Exercise requirements »
Your task is to output the entries below word for word.

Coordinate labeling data
________________________________________

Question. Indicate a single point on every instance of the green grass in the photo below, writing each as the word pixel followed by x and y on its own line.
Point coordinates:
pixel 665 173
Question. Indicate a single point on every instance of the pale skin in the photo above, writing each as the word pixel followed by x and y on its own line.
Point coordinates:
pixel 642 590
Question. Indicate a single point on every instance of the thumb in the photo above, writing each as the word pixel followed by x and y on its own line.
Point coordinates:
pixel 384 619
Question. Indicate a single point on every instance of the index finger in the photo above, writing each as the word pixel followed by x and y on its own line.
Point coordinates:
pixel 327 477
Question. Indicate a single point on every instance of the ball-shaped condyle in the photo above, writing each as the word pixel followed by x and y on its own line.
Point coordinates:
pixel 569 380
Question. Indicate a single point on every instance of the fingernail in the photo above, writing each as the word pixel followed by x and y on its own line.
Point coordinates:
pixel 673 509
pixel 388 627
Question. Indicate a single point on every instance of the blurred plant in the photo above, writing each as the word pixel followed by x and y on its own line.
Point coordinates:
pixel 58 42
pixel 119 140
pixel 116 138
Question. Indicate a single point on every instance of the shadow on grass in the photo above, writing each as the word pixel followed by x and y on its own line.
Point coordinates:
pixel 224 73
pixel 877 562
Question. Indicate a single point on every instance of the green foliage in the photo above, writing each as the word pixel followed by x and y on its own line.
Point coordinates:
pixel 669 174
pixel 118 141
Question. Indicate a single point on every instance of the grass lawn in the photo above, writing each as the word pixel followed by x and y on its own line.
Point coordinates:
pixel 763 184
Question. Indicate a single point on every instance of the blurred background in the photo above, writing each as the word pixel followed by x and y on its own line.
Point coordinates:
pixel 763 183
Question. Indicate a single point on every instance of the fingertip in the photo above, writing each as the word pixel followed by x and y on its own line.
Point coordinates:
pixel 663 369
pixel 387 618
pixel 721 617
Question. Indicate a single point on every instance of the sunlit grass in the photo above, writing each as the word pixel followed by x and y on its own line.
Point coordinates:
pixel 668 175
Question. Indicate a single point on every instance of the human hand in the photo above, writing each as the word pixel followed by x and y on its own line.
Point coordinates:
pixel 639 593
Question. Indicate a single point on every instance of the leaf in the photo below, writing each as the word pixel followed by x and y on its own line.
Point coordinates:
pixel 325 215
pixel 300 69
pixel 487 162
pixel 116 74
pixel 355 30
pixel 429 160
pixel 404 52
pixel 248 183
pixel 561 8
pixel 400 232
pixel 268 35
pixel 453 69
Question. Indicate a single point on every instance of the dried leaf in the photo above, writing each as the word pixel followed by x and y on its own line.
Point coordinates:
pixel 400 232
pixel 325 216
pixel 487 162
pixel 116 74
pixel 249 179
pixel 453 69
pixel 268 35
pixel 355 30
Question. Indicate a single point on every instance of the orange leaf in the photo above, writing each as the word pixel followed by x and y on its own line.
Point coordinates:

________________________________________

Answer to this exercise »
Question. Indicate a single point on every instance of the green grass in the photo below, writing each as the word pixel followed by x and y on its own line.
Point coordinates:
pixel 665 173
Question. Indicate a single point on every instance of the pale skin in the photo above, writing each as the word pixel followed by x and y on its own line.
Point coordinates:
pixel 642 590
Question. Indicate a single point on every instance of the thumb in the photo above, writing each as the word pixel followed by x and y on its own line.
Point coordinates:
pixel 384 619
Question. Indicate a single point on every instance of the index finger in the photo above, writing each as the word pixel followed by x and y on its own line.
Point coordinates:
pixel 327 477
Question. Indicate a single point on every instance of the ball-shaped condyle in the photo above, writing each as the word pixel followed by x and y on its own line.
Point coordinates:
pixel 569 380
Question. Indicate a single point on every instance of the fingernail in the photo above, writing each as the word pixel followed by x and y on its own line.
Point coordinates:
pixel 673 509
pixel 388 627
Question. Indicate a single point on every instance of the blurred plant in the photo above, writing each as the word pixel followed by x and y on its own line.
Point coordinates:
pixel 58 42
pixel 119 140
pixel 116 138
Question. Indicate a single point on every instance of the shadow on grass in the photo above, writing each as the word pixel followed by x and y on its own line.
Point coordinates:
pixel 224 73
pixel 877 562
Question. Indicate a single point on every instance of the green foliage in the photo above, writing each as the word pixel followed by x and y on its own line.
Point coordinates:
pixel 669 174
pixel 118 141
Question. Indicate a single point on every instance of the grass lawn in the photo above, writing each as the word pixel followed by x and y on its own line.
Point coordinates:
pixel 763 184
Question. Indicate a single point on every instance of the blurred background in the photo above, writing each as the word pixel followed by x and y on its own line.
Point coordinates:
pixel 763 183
Question. Indicate a single point on every instance of the fingertip in the photo above, writing each as the word pixel followed by x and y on its own line.
Point coordinates:
pixel 663 369
pixel 387 618
pixel 721 617
Question. Indicate a single point on every instance of the sunlit grass in the photo above, writing each as the word pixel followed by x and y on its own line.
Point coordinates:
pixel 668 175
Question. Indicate a single point on every instance of the human hand in the photo above, writing each as the word pixel followed by x and y on its own line.
Point coordinates:
pixel 639 593
Question. Indicate a single point on every instance of the leaf in the photo below, writing each as the word pixel followed by x and y on its own line.
Point coordinates:
pixel 325 215
pixel 300 69
pixel 487 162
pixel 116 74
pixel 355 30
pixel 429 160
pixel 404 52
pixel 248 183
pixel 561 8
pixel 400 232
pixel 268 35
pixel 453 69
Question. Indicate a single point on every instance of the dried leaf in the photo above, writing each as the word pixel followed by x and y on its own line.
Point coordinates:
pixel 400 232
pixel 325 216
pixel 487 162
pixel 116 74
pixel 249 179
pixel 453 69
pixel 268 35
pixel 355 30
Question. Indicate a single point on every instance of the orange leaf in the photo above, writing each as the word pixel followed by x and y on its own line.
Point coordinates:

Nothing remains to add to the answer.